■ TASKS TO CARRY OUT
A. According to the blog entry on winterizing the outdoor banana, how low did the nighttime frosts drop?
B. Carry the blog entry on winterizing the outdoor banana forward from its last sentence.

■ EXTRACT
⁂
The 8 foot square bin is nearly full, but its contents will soon condense, compact, and settle down,
making room for more.

Back to Top

Tuesday, 7 November 2006

Winterizing the Outdoor Banana

It's time. There have been a few nighttime frosts, dropping down into the high 20s Fahrenheit. Still warming nicely in the sunny hours. But still, it's time. The lush green summertime growth of Musa basjoo

Seen here early in summer before its bold foliage made the two first floor windows disappear
The frost-kissed leaves hang drab and brown, shivered to a pale imitation of their verdant summer version.

Bananas are not a tree, or even a shrub. Lacking the woody framework that supports those categories of plants, a banana is herbaceous. Accordingly, its soft tissues are easily hacked through in seconds with a pruning saw. Such was the hydraulic pressure though, that the first cut into the stout stem released a fine liquid spray, squirting out in a flat plane.

The cut surface was white at first, rapidly changing to a grayish hue, with a slight purple tinge.
⁂
Stored records
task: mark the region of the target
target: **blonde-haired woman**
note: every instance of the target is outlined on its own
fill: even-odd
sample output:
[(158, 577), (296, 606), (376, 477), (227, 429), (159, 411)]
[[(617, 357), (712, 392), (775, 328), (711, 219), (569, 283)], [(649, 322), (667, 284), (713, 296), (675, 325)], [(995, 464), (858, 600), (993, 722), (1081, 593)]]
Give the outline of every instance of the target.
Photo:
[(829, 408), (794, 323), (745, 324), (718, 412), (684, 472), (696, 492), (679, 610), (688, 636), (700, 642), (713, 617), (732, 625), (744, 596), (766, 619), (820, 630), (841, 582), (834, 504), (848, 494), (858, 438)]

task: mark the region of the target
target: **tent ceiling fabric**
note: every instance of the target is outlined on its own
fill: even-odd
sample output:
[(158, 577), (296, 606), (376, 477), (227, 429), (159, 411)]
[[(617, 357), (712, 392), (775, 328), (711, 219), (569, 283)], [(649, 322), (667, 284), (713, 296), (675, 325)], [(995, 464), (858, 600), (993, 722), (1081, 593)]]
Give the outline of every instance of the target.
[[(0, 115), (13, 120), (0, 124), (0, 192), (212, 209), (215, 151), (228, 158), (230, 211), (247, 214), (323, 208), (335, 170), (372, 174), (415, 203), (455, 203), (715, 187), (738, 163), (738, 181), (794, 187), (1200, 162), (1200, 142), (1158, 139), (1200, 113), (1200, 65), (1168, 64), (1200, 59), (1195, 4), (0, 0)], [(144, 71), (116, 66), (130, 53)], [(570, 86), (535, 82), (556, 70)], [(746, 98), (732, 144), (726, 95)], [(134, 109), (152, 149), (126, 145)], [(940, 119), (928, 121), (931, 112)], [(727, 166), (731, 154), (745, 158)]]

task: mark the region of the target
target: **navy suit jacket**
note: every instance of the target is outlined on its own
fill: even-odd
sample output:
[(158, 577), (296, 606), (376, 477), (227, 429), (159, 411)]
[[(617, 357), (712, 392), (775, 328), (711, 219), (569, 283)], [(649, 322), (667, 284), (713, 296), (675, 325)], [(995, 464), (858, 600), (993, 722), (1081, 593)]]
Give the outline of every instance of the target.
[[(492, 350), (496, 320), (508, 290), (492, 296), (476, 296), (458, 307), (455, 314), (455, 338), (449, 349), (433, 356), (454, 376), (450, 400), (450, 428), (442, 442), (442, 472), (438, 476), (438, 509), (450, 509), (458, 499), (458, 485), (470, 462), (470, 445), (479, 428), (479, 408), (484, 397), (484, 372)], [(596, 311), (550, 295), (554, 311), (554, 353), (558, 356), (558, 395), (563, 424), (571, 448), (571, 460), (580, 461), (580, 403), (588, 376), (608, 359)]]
⁂
■ RESPONSES BY ITEM NUMBER
A. Into the high 20s Fahrenheit.

B.
The next step is to protect the thick underground corm from voles, those pestilential rodents that spend the winter secure under snow and chowing down on many bulbs, Japanese forest grass and yes, unprotected bananas remaining in the garden. Previously I've used a scattering of bulb saver. Couldn't find the can this year, so instead and with some reluctance, I used moth balls, the pungent, naphtha-scented ones. Not good for soil-dwelling microorganisms but hey, they're in a confined area and for a specific purpose.

The next step is to collect a lot of pine needles. Important, I've learned, to rake up three to four times what I think I'll need. And I'll need every bit of what's collected from under the neighbors' trees. They are used as insulating filler material around the cut-back banana culms and their cover. Mostly I use upside-down plastic garbage cans with their bottom cut out. This allows me to upend the can and then fill with pine needles. It's a much more efficient technique than filling an intact can and attempting to invert it. Air is the actual insulation material. Equally, I don't want to fill the cans so loosely that the needles settle over winter and allow the upper portion of the remaining stem to be more exposed.

I fill the can from the top, then gently yet briskly rock the garbage can back and forth.
The pine needles settle, like pretzels in a bag, but not as compacted as if I pushed them down.
The can will be filled to the top.

Either I set the cut-out portion of the can back into place, then cover with a large sturdy plastic bag.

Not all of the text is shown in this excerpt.